### Challenges:
1 – In the letter on corporate tax reform, rewrite the passage between "February 10, 2012" and "corporate income taxes.", inclusive, substituting "revision" for "overhaul".
2 – Continue the letter on corporate tax reform, beginning right after its final sentence.

### Article:
FACT Coalition Letter to President Obama on Corporate Tax Reform
We will be watching for more tax information to come later this month from the U.S. President.
February 10, 2012
The President of the United States
The White House
Dear President Obama,
As you prepare to address the urgent issue of corporate tax reform, the Financial Accountability and Corporate Transparency (FACT) coalition and undersigned organizations urge you to address serious inequities created by the U.S. corporate income tax code.
We urge you to recommend a corporate tax overhaul that closes tax loopholes and to reject any proposal to effectively exempt U.S. corporations’ offshore profits from U.S. taxes either temporarily (with a repatriation tax holiday) or permanently (with a territorial tax system). Many profitable Fortune 500 companies pay no federal income tax at all – yet some members of Congress are pushing for further cuts to corporate income taxes.
We support proposals such as those included in the recently introduced Cut Unjustified Tax Loopholes Act or ‘‘CUT Loopholes Act,” which would put new restrictions on the use of offshore tax havens to avoid and evade federal taxes as well as close other corporate tax loopholes. The bill would address some key offshore tax loopholes by:
- Taxing foreign corporations that are managed and controlled in the U.S. as domestic corporations;
- Greatly reducing the tax incentives for corporations to move operations and profits offshore;
- Increasing reporting requirements for foreign banks, governments and U.S. taxpayers on offshore accounts.

### Material provided:
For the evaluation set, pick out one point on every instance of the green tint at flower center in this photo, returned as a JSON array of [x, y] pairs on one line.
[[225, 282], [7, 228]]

### Results for the exercise:
1 –
February 10, 2012
The President of the United States
The White House
Dear President Obama,
As you prepare to address the urgent issue of corporate tax reform, the Financial Accountability and Corporate Transparency (FACT) coalition and undersigned organizations urge you to address serious inequities created by the U.S. corporate income tax code.
We urge you to recommend a corporate tax revision that closes tax loopholes and to reject any proposal to effectively exempt U.S. corporations’ offshore profits from U.S. taxes either temporarily (with a repatriation tax holiday) or permanently (with a territorial tax system). Many profitable Fortune 500 companies pay no federal income tax at all – yet some members of Congress are pushing for further cuts to corporate income taxes.

2 –
As a Senator, candidate, and as President, you've supported many of the provisions of the CUT Loopholes Act. Some key figures to consider when forming corporate tax reform proposals include:
- 12%: average corporate tax rate on domestic profits (the lowest in decades) according to the Congressional Budget Office, far from the statutory rate of 35%;
- 87%: those individuals surveyed in the Des Moines Register’s Iowa Caucus poll who said corporate tax loopholes should be closed so that every U.S. business pays some taxes;
- 91%: small businesses surveyed that agree that U.S. multinational corporations’ use of accounting loopholes to shift their U.S. profits to their offshore subsidiaries to avoid taxes is a problem, and
$100 billion: revenues lost each year due to tax haven use according to the Senate’s Permanent Subcommittee on Investigations.
A “territorial” tax system would reduce revenue and jobs because it would increase the incentives for U.S. corporations to shift profits and jobs overseas. U.S. corporations are allowed to “defer” U.S. taxes on their foreign profits until those profits are brought to the U.S. (until those profits are “repatriated”). As a result, U.S. corporations have a powerful incentive to move operations and jobs offshore or just disguise their U.S. earnings as “foreign” profits by shifting them to an offshore tax haven. Under a territorial tax system, U.S. corporations would never pay U.S. taxes on their foreign profits, which would further encourage these abuses. The sensible alternative is for Congress to repeal “deferral” so that corporations are not rewarded for shifting jobs and profits offshore.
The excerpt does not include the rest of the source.